- PROBLEM TO SOLVE:
Extract every line of the data below that contains the string "jeans". Matching is case-sensitive.

- RECORDS SHOWN:
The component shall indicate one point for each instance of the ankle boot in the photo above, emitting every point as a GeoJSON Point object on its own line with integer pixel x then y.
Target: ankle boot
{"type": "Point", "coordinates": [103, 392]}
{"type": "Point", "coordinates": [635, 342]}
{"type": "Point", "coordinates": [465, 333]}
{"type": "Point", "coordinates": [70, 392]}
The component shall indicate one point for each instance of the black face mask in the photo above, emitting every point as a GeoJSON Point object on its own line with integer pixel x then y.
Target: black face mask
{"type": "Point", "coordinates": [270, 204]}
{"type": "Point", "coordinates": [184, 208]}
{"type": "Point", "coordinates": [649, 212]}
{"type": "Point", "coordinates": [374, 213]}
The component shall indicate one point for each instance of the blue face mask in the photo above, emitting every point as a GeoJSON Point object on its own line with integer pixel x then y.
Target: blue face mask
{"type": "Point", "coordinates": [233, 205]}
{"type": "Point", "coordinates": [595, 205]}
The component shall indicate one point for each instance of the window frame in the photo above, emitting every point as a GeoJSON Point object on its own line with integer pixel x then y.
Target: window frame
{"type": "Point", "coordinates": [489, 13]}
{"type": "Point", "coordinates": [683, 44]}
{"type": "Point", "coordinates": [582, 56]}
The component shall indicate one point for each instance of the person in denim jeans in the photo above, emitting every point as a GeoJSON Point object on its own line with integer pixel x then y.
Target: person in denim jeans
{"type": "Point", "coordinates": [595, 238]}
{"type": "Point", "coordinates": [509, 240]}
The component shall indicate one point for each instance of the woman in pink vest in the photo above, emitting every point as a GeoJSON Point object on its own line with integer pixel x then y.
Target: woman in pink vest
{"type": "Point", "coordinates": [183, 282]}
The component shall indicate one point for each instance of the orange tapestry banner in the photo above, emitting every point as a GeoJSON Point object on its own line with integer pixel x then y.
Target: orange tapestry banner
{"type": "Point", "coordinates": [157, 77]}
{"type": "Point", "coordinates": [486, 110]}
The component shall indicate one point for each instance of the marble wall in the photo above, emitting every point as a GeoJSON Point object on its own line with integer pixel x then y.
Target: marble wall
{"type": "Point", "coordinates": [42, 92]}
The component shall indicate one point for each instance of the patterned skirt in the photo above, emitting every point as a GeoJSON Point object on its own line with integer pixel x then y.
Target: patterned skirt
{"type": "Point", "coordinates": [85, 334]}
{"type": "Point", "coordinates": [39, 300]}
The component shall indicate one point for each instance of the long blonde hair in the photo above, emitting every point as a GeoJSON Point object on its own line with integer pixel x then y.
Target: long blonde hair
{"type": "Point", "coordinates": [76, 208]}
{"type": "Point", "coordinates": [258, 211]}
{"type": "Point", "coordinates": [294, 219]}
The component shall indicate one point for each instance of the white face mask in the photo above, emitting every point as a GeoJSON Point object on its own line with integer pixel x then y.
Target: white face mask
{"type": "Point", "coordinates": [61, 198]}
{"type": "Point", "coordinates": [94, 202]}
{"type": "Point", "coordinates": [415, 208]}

* * *

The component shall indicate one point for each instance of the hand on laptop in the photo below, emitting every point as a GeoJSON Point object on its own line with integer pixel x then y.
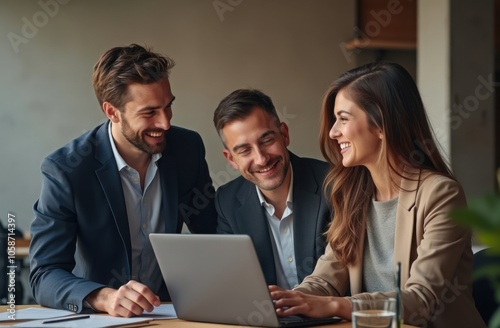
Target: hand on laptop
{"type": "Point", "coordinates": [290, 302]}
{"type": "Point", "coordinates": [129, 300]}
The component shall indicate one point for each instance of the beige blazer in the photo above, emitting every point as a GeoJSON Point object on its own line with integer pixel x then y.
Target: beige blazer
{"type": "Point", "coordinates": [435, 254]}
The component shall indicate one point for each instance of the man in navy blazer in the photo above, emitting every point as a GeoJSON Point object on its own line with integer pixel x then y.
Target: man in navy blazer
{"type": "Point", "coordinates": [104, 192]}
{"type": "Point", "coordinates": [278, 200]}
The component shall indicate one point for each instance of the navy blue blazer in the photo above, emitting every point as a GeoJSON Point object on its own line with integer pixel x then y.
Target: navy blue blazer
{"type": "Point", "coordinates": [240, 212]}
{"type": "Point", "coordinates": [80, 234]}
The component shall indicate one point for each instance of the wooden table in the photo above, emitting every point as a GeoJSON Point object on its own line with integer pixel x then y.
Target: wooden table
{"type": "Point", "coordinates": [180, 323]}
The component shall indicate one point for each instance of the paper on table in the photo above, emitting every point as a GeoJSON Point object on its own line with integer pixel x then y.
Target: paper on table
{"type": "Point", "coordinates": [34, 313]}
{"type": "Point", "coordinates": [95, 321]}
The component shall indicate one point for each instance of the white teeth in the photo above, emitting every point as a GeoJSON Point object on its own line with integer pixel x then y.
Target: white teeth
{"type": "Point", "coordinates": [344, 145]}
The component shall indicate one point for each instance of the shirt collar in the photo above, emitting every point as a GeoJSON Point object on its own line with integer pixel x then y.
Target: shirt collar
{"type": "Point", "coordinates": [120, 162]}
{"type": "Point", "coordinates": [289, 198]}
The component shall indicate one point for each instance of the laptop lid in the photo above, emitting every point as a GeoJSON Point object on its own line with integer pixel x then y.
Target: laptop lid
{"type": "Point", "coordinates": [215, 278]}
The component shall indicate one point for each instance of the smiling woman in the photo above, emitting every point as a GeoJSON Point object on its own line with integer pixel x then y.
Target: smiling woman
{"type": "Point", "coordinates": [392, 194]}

* * *

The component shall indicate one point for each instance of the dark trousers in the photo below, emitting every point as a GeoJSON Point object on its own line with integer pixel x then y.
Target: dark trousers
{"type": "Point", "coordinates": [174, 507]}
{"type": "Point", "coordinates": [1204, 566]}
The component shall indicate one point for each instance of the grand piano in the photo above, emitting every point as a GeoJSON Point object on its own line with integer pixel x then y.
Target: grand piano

- COMPLETE RESPONSE:
The component shall indicate one point for each instance of the person in denim jeans in the photo above, emitting every point as a GeoJSON Point object on its own line with integer pixel x then y.
Target: person in denim jeans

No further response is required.